> [Selected text]
_ _ _
Efficient ways of searching compressed files, that are comparable to searching uncompressed files, would benefit several applications, analytical or otherwise.
Specifically if space savings can be achieved without adding significant costs in searching for content then cost savings can be achieved by reducing number of disks and thereby reducing number of nodes/servers needed to store the data.
Some relevant ideas (some can be applied in combination with others)
- Pre-processing the file by reading it once and extracting metadata that can be used to quickly match against predicates ex: partitioning, file-level indexes, min/max values of a column etc. ex: Netezza (compresses records after pre-processing and uses FPGA to decompress files), Hive(ex: using ORC serde to store data in compressed columnar form) use some of these approaches on compressed files.
- For files with small alphabets code compression would help. For example 2-bit code(similar to bitmaps) compression on a genome file containing A,C, T, G characters – gives 75% space saving (or 25% compression ratio) compared to an original ASCII file containing the characters themselves. Both compressed and uncompressed files can be read in approximately same time since the alphabet contains very few letters.
- Flip the search by compressing search string using compression algorithm’s specifics i.e. translate search string into a compressed binary format that can be quickly compared against the binary compressed content. (NOTE: cannot be used for regular expression searches yet could have wide applicability). For example
- For code compression, code the search string itself.
- For Huffman pre-process to read and build prefix-free codes trie and then code the search string.
- For LZW pre-process once by decompressing the file completely to rebuild code table and then code the search string using the code table.
- For LZ77(used by gzip) pre-process once per sliding window and generate a separate file (a serialized symbol table with block ids as key and a trie of repeated strings may be??) which can be later used to check a search string is present in a block.
For illustrative purposes below is an experiment, its implementation and some results. It does not apply above ideas instead tries to establish baseline by creating an analogy for grep and zgrep(decompress and search) tools.
_ _ _
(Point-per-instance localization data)
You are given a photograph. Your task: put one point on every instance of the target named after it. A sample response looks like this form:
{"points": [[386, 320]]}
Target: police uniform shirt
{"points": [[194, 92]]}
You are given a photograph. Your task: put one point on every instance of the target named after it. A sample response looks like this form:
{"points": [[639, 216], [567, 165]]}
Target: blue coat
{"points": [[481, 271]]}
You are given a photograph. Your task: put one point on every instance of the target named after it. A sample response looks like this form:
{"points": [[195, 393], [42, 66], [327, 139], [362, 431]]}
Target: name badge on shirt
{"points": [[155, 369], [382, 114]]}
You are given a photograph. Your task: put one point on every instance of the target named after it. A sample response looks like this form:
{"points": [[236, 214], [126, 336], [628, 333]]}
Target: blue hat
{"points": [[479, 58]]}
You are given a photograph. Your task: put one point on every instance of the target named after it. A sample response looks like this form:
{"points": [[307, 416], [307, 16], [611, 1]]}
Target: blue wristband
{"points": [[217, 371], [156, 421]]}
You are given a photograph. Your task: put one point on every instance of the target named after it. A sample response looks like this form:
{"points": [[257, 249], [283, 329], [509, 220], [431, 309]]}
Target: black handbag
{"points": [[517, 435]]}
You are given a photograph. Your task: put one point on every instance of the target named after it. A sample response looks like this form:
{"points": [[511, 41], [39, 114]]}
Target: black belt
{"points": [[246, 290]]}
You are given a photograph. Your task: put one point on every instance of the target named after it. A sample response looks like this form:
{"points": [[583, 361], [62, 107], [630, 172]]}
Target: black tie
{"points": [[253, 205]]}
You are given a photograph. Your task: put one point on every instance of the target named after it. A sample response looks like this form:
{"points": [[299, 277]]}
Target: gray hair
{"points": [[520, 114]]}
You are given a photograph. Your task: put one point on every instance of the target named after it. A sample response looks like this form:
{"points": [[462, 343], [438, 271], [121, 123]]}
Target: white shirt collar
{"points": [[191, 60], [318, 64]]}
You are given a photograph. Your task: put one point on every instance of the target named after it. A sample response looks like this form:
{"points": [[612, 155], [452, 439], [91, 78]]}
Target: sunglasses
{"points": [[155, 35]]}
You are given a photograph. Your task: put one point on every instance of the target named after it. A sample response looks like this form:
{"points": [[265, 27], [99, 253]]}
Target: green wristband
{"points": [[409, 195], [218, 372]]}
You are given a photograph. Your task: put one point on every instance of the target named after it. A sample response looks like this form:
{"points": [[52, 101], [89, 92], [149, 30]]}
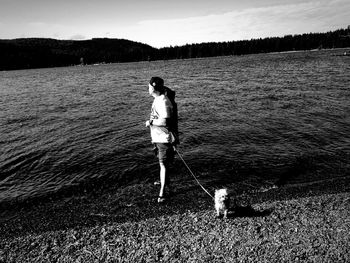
_ _ _
> [Exercises]
[1] From the passage on searching compressed files, print the stretch from "- Pre-processing the" through "on compressed files.".
[2] The passage on searching compressed files gives ways to code the search string. List the compression methods those ways are given for.
These records were taken from a different source than the text.

> [Solved problems]
[1]
- Pre-processing the file by reading it once and extracting metadata that can be used to quickly match against predicates ex: partitioning, file-level indexes, min/max values of a column etc. ex: Netezza (compresses records after pre-processing and uses FPGA to decompress files), Hive(ex: using ORC serde to store data in compressed columnar form) use some of these approaches on compressed files.

[2]
- Code compression
- Huffman
- LZW
- LZ77